_WORK TO COMPLETE_. What you return must match the records word for word.

_DATA FOR THIS EXERCISE_.

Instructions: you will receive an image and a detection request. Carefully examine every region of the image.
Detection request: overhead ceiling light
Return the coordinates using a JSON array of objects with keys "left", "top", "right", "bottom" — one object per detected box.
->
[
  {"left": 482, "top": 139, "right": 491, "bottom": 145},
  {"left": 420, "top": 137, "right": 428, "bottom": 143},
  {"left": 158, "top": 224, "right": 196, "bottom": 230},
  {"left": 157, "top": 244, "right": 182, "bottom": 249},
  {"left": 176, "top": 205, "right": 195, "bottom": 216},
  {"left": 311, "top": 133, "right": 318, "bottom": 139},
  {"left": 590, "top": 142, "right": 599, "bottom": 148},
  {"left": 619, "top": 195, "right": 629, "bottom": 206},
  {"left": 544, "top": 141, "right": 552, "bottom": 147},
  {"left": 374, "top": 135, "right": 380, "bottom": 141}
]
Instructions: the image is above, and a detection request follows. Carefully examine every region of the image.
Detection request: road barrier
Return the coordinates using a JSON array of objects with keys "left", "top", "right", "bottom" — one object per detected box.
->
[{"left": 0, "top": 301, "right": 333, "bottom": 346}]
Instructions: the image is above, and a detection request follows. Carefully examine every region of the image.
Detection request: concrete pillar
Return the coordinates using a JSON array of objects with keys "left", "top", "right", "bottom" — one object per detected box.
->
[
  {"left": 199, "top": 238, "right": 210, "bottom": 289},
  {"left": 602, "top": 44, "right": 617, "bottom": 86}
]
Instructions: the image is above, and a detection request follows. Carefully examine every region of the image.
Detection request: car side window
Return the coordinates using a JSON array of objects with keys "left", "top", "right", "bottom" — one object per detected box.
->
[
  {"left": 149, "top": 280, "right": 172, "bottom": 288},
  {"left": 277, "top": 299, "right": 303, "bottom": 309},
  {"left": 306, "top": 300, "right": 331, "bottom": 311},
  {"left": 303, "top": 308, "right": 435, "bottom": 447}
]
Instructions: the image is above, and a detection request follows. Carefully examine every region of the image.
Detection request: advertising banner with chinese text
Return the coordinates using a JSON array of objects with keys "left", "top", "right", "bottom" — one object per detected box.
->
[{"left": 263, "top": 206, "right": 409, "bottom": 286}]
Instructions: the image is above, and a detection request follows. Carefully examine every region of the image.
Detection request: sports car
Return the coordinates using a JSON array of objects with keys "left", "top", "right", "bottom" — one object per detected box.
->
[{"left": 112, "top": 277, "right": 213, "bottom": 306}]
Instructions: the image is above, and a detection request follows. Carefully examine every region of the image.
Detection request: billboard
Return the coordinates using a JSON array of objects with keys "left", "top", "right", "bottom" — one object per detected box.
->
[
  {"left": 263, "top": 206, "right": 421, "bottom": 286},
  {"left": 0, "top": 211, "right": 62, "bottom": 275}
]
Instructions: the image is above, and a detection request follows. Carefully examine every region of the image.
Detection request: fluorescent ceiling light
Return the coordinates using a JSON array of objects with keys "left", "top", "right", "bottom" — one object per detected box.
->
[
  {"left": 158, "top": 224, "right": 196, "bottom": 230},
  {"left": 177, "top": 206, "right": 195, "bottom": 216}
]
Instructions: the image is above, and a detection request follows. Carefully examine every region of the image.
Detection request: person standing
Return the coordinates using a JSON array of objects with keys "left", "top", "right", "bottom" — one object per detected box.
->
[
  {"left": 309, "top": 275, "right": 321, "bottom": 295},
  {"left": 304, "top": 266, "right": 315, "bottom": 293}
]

_ANSWER TO THIS TASK_.
Instructions: you will receive an image and a detection request. Carefully examine every region of the image.
Detection request: overhead ceiling light
Return the coordinates using a JSON array of objects with keys "left", "top", "right", "bottom" — one object per detected box.
->
[
  {"left": 482, "top": 139, "right": 491, "bottom": 145},
  {"left": 420, "top": 137, "right": 428, "bottom": 143},
  {"left": 158, "top": 224, "right": 196, "bottom": 230},
  {"left": 157, "top": 244, "right": 182, "bottom": 249},
  {"left": 176, "top": 205, "right": 195, "bottom": 216},
  {"left": 311, "top": 133, "right": 318, "bottom": 139},
  {"left": 590, "top": 142, "right": 599, "bottom": 148},
  {"left": 619, "top": 195, "right": 629, "bottom": 206},
  {"left": 544, "top": 141, "right": 552, "bottom": 147},
  {"left": 374, "top": 135, "right": 380, "bottom": 141}
]
Instructions: the image is above, and a detection request follows. Carefully examine every region of the image.
Detection request: road barrier
Return the coordinates using a JSON array of objects with keys "left", "top", "right", "bottom" — one object per detected box.
->
[{"left": 0, "top": 301, "right": 333, "bottom": 346}]
Instructions: the image is above, and a detection request follows. Carefully examine every region of the image.
Detection request: concrete pillar
Return the coordinates using a JSON array of objects with keys "left", "top", "right", "bottom" — one object per detected box.
->
[
  {"left": 199, "top": 238, "right": 210, "bottom": 289},
  {"left": 602, "top": 44, "right": 617, "bottom": 86}
]
Instructions: the image is above, and a detection request follows. Carefully examine every region of the image.
Detection request: car side window
Return the coordinates using a JSON array of objects with keys "left", "top", "right", "bottom" — one object per detected box.
->
[
  {"left": 149, "top": 280, "right": 172, "bottom": 288},
  {"left": 277, "top": 299, "right": 303, "bottom": 309},
  {"left": 306, "top": 300, "right": 331, "bottom": 311},
  {"left": 303, "top": 308, "right": 435, "bottom": 447}
]
Instructions: the image is above, and a detection request follows. Carefully examine every region of the image.
Detection request: advertising banner with chinese text
Return the coordinates using a JSON array of objects with keys "left", "top", "right", "bottom" — one object per detected box.
->
[{"left": 263, "top": 206, "right": 409, "bottom": 286}]
Instructions: the image is above, and a detection request follows. Carefully examine every region of the image.
Detection request: sports car
Return the coordinates using a JSON array of objects with keys "left", "top", "right", "bottom" — one object per detected box.
->
[{"left": 112, "top": 277, "right": 213, "bottom": 306}]
Instructions: the image is above, and a detection request follows. Carefully examine every region of the image.
Detection request: billboard
Return the coordinates using a JSON array of objects with keys "left", "top", "right", "bottom" — one object per detected box.
->
[
  {"left": 263, "top": 206, "right": 421, "bottom": 286},
  {"left": 0, "top": 211, "right": 62, "bottom": 275}
]
Instructions: the image is above, and a detection request follows. Carefully examine every region of the image.
Detection request: fluorescent ceiling light
Return the coordinates using a JSON array of objects with keys "left", "top", "right", "bottom" — one object per detected box.
->
[
  {"left": 158, "top": 224, "right": 196, "bottom": 230},
  {"left": 177, "top": 206, "right": 195, "bottom": 216}
]
Instructions: the image is above, and a detection request follows. Carefully examine every region of the image.
Detection request: person standing
Return the coordinates using a JSON array of objects with keys "left", "top", "right", "bottom" — one object per detected box.
->
[
  {"left": 309, "top": 275, "right": 321, "bottom": 295},
  {"left": 304, "top": 266, "right": 315, "bottom": 293}
]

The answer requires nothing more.